EXTRACT

──────────────────────────────

KADR (since 1989 Studio Filmowe Kadr) is a major Polish film production and distribution company, founded in 1955 and still producing films as of 2016. Between its founding and 2003, KADR released 150 films in total, including many classics of Polish cinema.

History

"Arguably the most important Polish film studio," Kadr was founded on May 1, 1955, by filmmaker Jerzy Kawalerowicz, and its initial output is closely associated with him. Along with Krzysztof Teodor Toeplitz and Tadeusz Konwicki, Kawalerowicz was a primary influence on the development of the Polish Film School in the 1950s. With a few exceptions, its landmark films were produced at Kadr.

The organization began as one of a few "film units" (zespoły filmowe) set up as state enterprises, and with close connections to the establishment National Film School in Łódź. By 1968 Kadr was a major studio, producing perhaps four titles annually, including the big-budget three-year period production of Pharaoh, nominated for an Academy Award for Best Foreign Language Film in 1967.

The studio was closed in the political turmoil of March 1968, and re-established three years later on January 1, 1972.  Kawalerowicz continued as artistic director from the founding until his death in 2007.

Films
Following is a partial list of films released by Kadr:

 Pokolenie (A Generation), directed by Andrzej Wajda, 1955
 Cień (Shadow), directed by Kawalerowicz, 1956
 Człowiek na torze (Man on the Tracks), directed by Andrzej Munk, 1956
 Kanał (Canal), directed by Andrzej Wajda, 1956
 Deszczowy lipiec (Rainy July), directed by Leonard Buczkowski, 1958
 Eroica, directed by Munk, 1958
 Krzyż walecznych (Cross of Valor), directed by Kazimierz Kutz, 1958
 Ostatni dzień lata (The Last Day of Summer), directed by Tadeusz Konwicki, 1958
 Popiół i diament (Ashes and Diamonds), directed by Wajda, 1958
 Lotna, directed by Wajda, 1959
 Orzeł (The Eagle), directed by Buczkowski, 1959
 Pociąg (Night Train), directed by Kawalerowicz, 1959 
 Nikt nie woła, directed by Kutz, 1960 
 Do widzenia, do jutra... (Goodbye Until Morning), directed by Janusz Morgenstern, 1960
 Niewinni czarodzieje (Innocent Sorcerers), directed by Wajda, 1960
 Czas przeszly (Time Past), directed by Buczkowski, 1961
 Matka Joanna od Aniołów (Mother Joan of the Angels), directed by Kawalerowicz, 1961
 Samson, directed by Wajda, 1961
 Zaduszki (All Souls' Day), directed by Konwicki, 1962
 Faraon (Pharaoh), directed by Kawalerowicz, 1965
 Salto, directed by Konwicki, 1965
 Marysia i Napoleon (Mary and Napoleon), directed by Buczkowski, 1966
 Gniazdo (The Cradle), directed by Jan Rybkowski, 1974
 Noce i dnie (Nights and Days), directed by Jerzy Antczak, 1975 (nominated for Academy Award for Best Foreign Language Film)

──────────────────────────────

EXTRACTED ENTRIES
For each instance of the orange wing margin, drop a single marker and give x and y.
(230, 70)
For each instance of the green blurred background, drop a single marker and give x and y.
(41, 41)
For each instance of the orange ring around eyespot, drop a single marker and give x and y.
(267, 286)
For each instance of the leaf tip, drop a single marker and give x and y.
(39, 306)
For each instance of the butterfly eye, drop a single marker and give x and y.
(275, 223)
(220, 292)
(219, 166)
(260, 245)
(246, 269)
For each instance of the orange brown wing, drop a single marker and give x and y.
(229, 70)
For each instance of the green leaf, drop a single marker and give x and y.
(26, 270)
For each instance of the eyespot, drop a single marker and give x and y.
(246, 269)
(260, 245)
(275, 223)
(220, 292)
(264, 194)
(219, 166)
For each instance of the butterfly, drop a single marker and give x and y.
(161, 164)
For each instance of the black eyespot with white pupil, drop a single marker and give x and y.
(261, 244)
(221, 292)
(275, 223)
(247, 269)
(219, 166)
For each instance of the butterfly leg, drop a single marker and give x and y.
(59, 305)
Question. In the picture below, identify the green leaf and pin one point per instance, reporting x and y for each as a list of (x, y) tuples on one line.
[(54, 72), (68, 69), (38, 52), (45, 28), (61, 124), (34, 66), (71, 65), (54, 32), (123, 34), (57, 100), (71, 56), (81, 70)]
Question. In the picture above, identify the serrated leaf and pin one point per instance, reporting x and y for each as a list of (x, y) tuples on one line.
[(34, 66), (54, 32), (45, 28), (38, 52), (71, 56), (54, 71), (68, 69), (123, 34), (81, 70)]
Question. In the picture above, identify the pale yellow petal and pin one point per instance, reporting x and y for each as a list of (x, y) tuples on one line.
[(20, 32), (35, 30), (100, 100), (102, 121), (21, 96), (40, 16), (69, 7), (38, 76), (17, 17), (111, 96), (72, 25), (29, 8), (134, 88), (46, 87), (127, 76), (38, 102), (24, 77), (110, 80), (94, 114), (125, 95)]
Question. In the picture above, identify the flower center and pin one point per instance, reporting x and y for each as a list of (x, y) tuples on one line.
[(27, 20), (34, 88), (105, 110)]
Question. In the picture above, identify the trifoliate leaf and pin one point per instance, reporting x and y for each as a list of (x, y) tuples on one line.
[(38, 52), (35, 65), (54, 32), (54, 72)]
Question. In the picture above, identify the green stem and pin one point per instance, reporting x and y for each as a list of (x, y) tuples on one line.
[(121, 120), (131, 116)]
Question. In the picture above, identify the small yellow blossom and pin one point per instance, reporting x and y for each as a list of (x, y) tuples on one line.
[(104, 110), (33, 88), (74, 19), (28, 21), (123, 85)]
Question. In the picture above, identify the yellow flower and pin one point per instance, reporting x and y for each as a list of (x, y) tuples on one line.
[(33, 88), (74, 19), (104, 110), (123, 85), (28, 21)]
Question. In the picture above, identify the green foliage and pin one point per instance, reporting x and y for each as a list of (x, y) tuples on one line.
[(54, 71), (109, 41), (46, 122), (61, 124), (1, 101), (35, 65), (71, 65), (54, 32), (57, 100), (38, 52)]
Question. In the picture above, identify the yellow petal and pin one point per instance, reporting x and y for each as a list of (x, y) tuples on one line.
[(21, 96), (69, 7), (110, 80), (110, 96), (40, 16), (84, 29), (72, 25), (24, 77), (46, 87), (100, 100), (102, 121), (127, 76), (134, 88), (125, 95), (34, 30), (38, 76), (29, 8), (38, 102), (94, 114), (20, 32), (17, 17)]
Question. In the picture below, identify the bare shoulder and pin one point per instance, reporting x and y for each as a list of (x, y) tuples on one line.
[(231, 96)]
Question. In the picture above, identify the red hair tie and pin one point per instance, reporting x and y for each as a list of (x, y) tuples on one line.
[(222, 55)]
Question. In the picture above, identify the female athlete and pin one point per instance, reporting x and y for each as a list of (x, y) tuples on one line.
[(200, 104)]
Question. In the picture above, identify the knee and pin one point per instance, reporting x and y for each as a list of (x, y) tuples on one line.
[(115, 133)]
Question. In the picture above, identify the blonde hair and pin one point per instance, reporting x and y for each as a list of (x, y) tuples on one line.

──────────────────────────────

REQUIREMENTS
Answer these about the text on the Kadr film studio:
(a) On what date was Kadr founded, and by whom?
(b) How many films did Kadr release between its founding and 2003?
(c) Who directed Kanał (Canal), and in what year?

THE OUTPUT
(a) May 1, 1955, by filmmaker Jerzy Kawalerowicz.
(b) 150 films.
(c) Andrzej Wajda, in 1956.